[Page extract]:
# W.P.HARTLEY LIVERPOOL?



## DOLANBADGER (Mar 20, 2005)

Not sure if this is the correct place to post?Is this a jar that those nice pot lid's would have been on?How old,are there many around? Thanks.


----------



## DOLANBADGER (Mar 20, 2005)

Bottom picture  
 Thanks


----------



## grimdigger1 (Mar 20, 2005)

Hi Dolanbadger
 unfortunatley these were not designed to have a pottery lid,,they were sealed with greaseproof paper tied around the top,that is what the groove on the side is for..
 These jars contained jam or marmalade and were used from 1900 - 1930s
 Hartleys also do a larger jar with the lighthouse trademark transfered on the front of it.

[Data entries]:
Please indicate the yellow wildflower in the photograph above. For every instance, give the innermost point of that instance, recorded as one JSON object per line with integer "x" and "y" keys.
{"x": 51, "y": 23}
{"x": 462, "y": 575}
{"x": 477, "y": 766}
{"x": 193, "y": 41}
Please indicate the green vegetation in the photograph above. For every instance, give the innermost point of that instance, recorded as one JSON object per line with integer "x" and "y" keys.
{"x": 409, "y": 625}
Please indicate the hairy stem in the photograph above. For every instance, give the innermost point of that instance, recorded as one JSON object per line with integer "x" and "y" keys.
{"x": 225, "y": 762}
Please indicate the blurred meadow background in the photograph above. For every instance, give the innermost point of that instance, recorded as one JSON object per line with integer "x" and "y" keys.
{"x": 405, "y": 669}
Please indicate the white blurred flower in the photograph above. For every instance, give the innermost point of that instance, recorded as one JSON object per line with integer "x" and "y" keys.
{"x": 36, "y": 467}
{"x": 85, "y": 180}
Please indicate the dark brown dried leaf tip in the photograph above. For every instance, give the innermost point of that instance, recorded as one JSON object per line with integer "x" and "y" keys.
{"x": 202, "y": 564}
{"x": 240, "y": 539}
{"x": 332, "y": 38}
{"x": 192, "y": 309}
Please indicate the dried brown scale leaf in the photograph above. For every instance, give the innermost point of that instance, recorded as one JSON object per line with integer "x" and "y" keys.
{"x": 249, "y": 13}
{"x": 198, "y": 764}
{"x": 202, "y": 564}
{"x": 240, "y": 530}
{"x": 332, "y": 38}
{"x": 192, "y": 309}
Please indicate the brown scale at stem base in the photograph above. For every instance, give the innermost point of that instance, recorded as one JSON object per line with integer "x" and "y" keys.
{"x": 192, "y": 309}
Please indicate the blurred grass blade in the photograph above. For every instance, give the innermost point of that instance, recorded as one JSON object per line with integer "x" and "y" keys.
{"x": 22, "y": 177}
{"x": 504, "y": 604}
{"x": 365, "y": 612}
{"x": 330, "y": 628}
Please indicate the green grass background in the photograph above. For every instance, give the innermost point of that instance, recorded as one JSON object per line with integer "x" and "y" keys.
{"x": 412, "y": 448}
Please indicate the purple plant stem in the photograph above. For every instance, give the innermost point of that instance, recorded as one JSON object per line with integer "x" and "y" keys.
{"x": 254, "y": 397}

[Problem set]:
A – Summarize the forum thread about the W.P. Hartley Liverpool jar in two sentences.
B – According to the forum thread about the Hartley jar, what was the groove on the side of the jar for?
C – Pick up the forum thread about the Hartley jar after its final reply and carry it on.

[Task-by-task results]:
A – A poster asks whether a W.P. Hartley Liverpool jar would have had one of the pot lids, how old it is, and whether many are around. A reply explains that these jars were sealed with greaseproof paper tied around the top rather than a pottery lid, held jam or marmalade, and were used from 1900 to the 1930s, and it mentions a larger Hartleys jar with the lighthouse trademark on the front.

B – It was for tying the greaseproof paper that sealed the top of the jar.

C –
 These jars have no real value in the Uk and are buried again when found , on a 1920s site you could find 30+ in a day..


----------



## DOLANBADGER (Mar 20, 2005)

*RE: W.P.HARTLEY LIVERPOOL?reply to grimdigger 1*

Hello grimdigger1.
                             Thanks for the interesting info.This was probably the first piece of stoneware I ever dug,thought it was neat and now I  know a bit about it.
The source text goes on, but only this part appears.